= Written instruction =
Retype the listing that follows, exactly as written.

____

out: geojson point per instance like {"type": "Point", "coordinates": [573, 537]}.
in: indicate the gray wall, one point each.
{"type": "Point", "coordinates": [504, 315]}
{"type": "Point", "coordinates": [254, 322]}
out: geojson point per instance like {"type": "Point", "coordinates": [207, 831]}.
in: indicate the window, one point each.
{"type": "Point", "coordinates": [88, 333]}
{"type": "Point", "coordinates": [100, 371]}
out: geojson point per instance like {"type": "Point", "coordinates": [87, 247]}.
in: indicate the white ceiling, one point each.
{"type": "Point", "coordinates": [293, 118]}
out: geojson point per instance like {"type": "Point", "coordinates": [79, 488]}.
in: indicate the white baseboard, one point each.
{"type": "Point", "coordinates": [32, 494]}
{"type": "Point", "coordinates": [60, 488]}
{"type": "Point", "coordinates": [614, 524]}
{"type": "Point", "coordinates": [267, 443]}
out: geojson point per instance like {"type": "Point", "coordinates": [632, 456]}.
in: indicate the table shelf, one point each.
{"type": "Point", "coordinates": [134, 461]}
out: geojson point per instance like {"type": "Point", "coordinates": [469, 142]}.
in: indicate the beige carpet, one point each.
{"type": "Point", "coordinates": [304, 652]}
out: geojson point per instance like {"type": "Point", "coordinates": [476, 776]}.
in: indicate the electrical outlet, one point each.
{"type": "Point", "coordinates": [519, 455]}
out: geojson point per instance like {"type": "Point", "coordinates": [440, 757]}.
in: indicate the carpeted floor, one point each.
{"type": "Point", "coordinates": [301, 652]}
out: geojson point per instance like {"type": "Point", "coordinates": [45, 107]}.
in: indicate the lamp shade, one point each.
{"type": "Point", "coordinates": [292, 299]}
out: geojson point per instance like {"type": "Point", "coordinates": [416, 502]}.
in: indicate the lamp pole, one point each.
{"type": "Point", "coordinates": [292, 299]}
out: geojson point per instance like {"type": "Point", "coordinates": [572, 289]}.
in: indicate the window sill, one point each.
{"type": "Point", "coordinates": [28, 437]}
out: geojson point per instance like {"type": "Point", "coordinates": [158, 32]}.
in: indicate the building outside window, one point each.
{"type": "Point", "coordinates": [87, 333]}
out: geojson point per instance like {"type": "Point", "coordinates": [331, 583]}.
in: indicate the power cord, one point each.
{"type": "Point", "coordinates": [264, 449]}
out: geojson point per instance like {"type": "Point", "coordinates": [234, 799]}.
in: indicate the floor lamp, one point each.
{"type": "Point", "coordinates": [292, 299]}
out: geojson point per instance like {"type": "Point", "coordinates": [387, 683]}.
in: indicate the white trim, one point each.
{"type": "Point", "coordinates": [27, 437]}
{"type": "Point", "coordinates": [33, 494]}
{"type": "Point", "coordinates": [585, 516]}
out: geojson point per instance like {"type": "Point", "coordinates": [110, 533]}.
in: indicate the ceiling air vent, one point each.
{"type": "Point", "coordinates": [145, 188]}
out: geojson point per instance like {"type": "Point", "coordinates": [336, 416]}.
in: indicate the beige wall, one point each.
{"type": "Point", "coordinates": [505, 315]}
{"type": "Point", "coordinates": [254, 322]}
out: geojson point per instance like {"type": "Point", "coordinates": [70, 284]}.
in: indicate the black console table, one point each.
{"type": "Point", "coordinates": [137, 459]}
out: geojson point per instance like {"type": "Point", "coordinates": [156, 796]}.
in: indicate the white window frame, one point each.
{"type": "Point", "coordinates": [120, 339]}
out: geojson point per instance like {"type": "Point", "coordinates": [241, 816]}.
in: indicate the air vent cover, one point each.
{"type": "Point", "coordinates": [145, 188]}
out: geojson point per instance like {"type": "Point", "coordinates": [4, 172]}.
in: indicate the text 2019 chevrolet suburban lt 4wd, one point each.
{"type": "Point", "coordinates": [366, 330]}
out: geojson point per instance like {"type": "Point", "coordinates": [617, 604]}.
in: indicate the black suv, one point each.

____

= Solution to the problem =
out: geojson point per instance like {"type": "Point", "coordinates": [573, 537]}.
in: indicate the gray wall, one point each.
{"type": "Point", "coordinates": [504, 315]}
{"type": "Point", "coordinates": [254, 322]}
out: geojson point per instance like {"type": "Point", "coordinates": [207, 831]}.
in: indicate the window, one point each.
{"type": "Point", "coordinates": [88, 333]}
{"type": "Point", "coordinates": [100, 371]}
out: geojson point per instance like {"type": "Point", "coordinates": [87, 247]}.
in: indicate the white ceiling, one point each.
{"type": "Point", "coordinates": [293, 118]}
out: geojson point per instance like {"type": "Point", "coordinates": [79, 488]}.
in: indicate the white baseboard, one point each.
{"type": "Point", "coordinates": [32, 494]}
{"type": "Point", "coordinates": [60, 488]}
{"type": "Point", "coordinates": [614, 524]}
{"type": "Point", "coordinates": [267, 443]}
out: geojson point per instance like {"type": "Point", "coordinates": [632, 456]}.
in: indicate the table shelf, one point each.
{"type": "Point", "coordinates": [134, 461]}
out: geojson point per instance like {"type": "Point", "coordinates": [469, 142]}.
in: indicate the beige carpet, one point each.
{"type": "Point", "coordinates": [304, 652]}
out: geojson point per instance like {"type": "Point", "coordinates": [476, 776]}.
in: indicate the electrical outlet, one point each.
{"type": "Point", "coordinates": [519, 455]}
out: geojson point per instance like {"type": "Point", "coordinates": [440, 757]}.
in: indicate the carpeted floor, one point each.
{"type": "Point", "coordinates": [301, 652]}
out: geojson point per instance like {"type": "Point", "coordinates": [45, 107]}.
in: indicate the lamp shade, one point each.
{"type": "Point", "coordinates": [292, 299]}
out: geojson point per instance like {"type": "Point", "coordinates": [416, 502]}.
in: indicate the lamp pole, one point each.
{"type": "Point", "coordinates": [292, 299]}
out: geojson point per instance like {"type": "Point", "coordinates": [572, 289]}.
in: indicate the window sill, one point each.
{"type": "Point", "coordinates": [28, 437]}
out: geojson point per instance like {"type": "Point", "coordinates": [158, 32]}.
in: indicate the building outside window, one point each.
{"type": "Point", "coordinates": [87, 333]}
out: geojson point per instance like {"type": "Point", "coordinates": [331, 583]}.
in: indicate the power cord, one point each.
{"type": "Point", "coordinates": [264, 449]}
out: geojson point per instance like {"type": "Point", "coordinates": [234, 799]}.
in: indicate the floor lamp, one point each.
{"type": "Point", "coordinates": [292, 299]}
out: geojson point per instance like {"type": "Point", "coordinates": [387, 683]}.
in: indicate the white trim, one point each.
{"type": "Point", "coordinates": [27, 437]}
{"type": "Point", "coordinates": [33, 494]}
{"type": "Point", "coordinates": [585, 516]}
out: geojson point per instance like {"type": "Point", "coordinates": [110, 533]}.
in: indicate the ceiling air vent, one point each.
{"type": "Point", "coordinates": [145, 188]}
out: geojson point per instance like {"type": "Point", "coordinates": [336, 416]}.
in: indicate the beige wall, one point each.
{"type": "Point", "coordinates": [505, 315]}
{"type": "Point", "coordinates": [254, 322]}
out: geojson point per instance like {"type": "Point", "coordinates": [70, 284]}.
in: indicate the black console table, one point each.
{"type": "Point", "coordinates": [137, 459]}
out: geojson point per instance like {"type": "Point", "coordinates": [156, 796]}.
in: indicate the white window frame, one point each.
{"type": "Point", "coordinates": [120, 339]}
out: geojson point per instance like {"type": "Point", "coordinates": [241, 816]}.
in: indicate the air vent cover, one point each.
{"type": "Point", "coordinates": [145, 188]}
out: geojson point per instance like {"type": "Point", "coordinates": [4, 172]}.
in: indicate the text 2019 chevrolet suburban lt 4wd, one point each.
{"type": "Point", "coordinates": [366, 330]}
out: geojson point per instance like {"type": "Point", "coordinates": [617, 604]}.
in: indicate the black suv, one point each.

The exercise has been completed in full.